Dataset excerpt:
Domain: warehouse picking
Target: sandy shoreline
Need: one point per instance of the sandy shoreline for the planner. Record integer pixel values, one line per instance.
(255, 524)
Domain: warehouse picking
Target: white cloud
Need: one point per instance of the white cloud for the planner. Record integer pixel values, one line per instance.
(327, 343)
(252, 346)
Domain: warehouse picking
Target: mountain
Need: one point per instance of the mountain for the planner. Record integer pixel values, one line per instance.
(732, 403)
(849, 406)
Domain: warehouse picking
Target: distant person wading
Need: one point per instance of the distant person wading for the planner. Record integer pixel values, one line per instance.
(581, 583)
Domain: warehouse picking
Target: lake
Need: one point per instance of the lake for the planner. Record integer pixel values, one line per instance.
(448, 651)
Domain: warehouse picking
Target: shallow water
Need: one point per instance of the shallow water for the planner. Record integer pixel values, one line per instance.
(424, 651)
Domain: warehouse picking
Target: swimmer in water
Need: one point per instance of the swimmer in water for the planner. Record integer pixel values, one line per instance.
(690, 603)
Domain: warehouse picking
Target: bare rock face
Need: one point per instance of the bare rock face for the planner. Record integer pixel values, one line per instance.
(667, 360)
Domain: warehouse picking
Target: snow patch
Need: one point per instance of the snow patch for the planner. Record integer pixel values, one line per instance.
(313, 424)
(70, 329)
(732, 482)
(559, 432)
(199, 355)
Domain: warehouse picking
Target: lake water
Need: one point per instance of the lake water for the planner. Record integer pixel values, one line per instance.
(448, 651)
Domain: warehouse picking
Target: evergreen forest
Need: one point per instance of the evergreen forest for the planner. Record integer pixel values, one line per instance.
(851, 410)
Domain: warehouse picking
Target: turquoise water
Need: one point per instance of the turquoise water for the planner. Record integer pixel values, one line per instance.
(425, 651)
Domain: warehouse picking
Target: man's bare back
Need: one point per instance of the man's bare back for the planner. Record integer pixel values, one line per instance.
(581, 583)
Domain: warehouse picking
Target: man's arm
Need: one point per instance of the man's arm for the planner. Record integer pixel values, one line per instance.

* [Exercise goal]
Please reproduce every line of the material word for word.

* [Final result]
Domain: warehouse picking
Target: sandy shoreline
Need: one point per instance of the sandy shoreline for the planner. Record integer pixel values, one line per instance.
(255, 524)
Domain: warehouse picking
Target: white cloud
Need: one point per instance of the white cloud for the planner. Record integer pixel values, one line per instance.
(327, 343)
(252, 346)
Domain: warehouse picking
Target: mountain
Need: one point per instance of the mountain for the planner. Record integer pixel values, one line per instance.
(732, 403)
(849, 406)
Domain: warehouse picking
Target: distant person wading
Need: one point per instance of the distant person wading for the planner. Record integer pixel values, one line per instance.
(581, 583)
Domain: warehouse picking
Target: lake
Need: one point per instance of the lake for the planner. Record integer pixel values, one line per instance.
(448, 651)
Domain: warehouse picking
Target: shallow water
Need: one point per instance of the shallow water for the planner. Record integer pixel values, one line per instance.
(424, 651)
Domain: warehouse picking
Target: swimmer in water
Need: one point per instance of the swimmer in water for the planner. Record integer pixel values, one line per instance.
(690, 603)
Domain: warehouse picking
Target: bare rock face
Need: one point per instance of the bare rock face for the planner. Record integer pixel values, one line per instance.
(667, 360)
Domain: warehouse picking
Target: snow patch
Need: one point per instance of the snow patch for the planner. Record integer pixel values, one line per instance.
(313, 424)
(70, 329)
(732, 482)
(559, 432)
(199, 355)
Domain: warehouse picking
Target: lake water
Need: one point per instance of the lake water for the planner. Record integer pixel values, one line per instance.
(448, 651)
Domain: warehouse picking
Target: evergreen forest
Need: one point per instance of the evergreen forest for the planner. Record integer pixel values, one line per instance.
(851, 410)
Domain: warehouse picking
Target: turquoise water
Need: one point per instance of the turquoise water for the planner. Record integer pixel values, one line per instance.
(425, 651)
Domain: warehouse picking
Target: man's bare back
Need: one point per instance of the man's bare back for the planner. Record integer pixel values, one line per instance.
(581, 583)
Domain: warehouse picking
Target: man's arm
Need: one point per instance of the man's arm for the planner. Record integer pixel values, one line per instance.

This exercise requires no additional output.